Assignment: In the records below, begin at the line containing "Target: sandy ground" and end at the line containing "written like (203,175)."; quote every line in that span exactly, including both boundary lines, and no others.

Exercise data:
- Opening Delimiter -
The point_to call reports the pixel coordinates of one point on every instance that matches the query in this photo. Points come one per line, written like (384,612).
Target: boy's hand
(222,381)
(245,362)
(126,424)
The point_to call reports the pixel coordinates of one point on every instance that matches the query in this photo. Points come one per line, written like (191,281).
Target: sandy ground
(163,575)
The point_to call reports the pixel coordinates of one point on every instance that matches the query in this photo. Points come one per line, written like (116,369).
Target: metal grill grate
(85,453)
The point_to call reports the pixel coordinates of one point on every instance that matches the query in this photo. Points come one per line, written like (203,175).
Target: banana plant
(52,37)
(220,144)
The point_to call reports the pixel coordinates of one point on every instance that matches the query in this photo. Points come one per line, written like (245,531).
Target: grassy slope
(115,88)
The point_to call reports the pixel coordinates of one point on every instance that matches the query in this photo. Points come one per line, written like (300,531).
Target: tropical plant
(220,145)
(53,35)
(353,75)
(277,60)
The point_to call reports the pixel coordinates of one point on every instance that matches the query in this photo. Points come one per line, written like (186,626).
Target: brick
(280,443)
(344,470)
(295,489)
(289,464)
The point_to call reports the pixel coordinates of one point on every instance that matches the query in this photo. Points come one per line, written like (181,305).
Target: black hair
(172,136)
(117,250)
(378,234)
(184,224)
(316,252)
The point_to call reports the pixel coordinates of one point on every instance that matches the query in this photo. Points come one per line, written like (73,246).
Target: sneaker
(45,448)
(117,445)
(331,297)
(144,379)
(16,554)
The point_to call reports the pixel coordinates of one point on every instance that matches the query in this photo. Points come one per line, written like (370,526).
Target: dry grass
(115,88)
- Closing Delimiter -
Task result:
Target: sandy ground
(163,575)
The point_to call reports the pixel coordinates of one point on every instance that matches the query in this photo. Points come one per line, written like (116,369).
Target: metal grill grate
(85,453)
The point_to call reports the pixel coordinates of one point on every instance that matches the query in this photo. Points come one per line, written like (203,175).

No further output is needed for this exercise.